Records provided:
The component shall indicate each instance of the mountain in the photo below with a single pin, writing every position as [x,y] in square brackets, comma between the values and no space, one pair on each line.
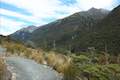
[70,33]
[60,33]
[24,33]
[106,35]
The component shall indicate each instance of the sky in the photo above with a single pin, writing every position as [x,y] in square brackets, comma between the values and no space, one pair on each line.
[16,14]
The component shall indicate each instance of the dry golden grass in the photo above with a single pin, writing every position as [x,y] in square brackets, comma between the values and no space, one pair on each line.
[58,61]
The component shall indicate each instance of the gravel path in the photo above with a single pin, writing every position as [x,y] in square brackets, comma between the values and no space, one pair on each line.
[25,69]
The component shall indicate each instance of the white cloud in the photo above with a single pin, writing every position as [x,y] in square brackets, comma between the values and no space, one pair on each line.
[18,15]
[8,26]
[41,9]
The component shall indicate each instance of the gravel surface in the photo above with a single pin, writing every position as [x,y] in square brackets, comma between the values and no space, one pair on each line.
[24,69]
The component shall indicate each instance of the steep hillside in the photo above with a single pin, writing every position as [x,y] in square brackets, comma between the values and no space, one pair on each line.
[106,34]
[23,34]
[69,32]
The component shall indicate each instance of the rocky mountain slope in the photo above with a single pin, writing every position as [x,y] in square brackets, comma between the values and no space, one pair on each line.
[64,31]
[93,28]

---

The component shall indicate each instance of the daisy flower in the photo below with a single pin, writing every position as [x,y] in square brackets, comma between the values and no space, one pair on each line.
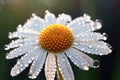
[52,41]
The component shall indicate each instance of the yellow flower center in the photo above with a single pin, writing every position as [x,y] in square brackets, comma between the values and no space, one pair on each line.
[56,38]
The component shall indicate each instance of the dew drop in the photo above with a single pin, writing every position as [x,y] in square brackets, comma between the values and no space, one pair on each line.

Task goal: Write out the lines from the one containing "The component shall indicate each instance of the yellow" through the one containing "The component shall indicate each instance of the dew", both included, with every character unchanged.

Response to the exercise:
The component shall indicate each instance of the yellow flower center in the photo above with a single pin, writing every position as [x,y] in square brackets, comma between the values and no space, one pair on each line.
[56,38]
The component shall indicate each instance of the dew drop in the photo above with a single pin, writing every position as [x,y] in square brackets, comma between the values and no space, one pair on each line.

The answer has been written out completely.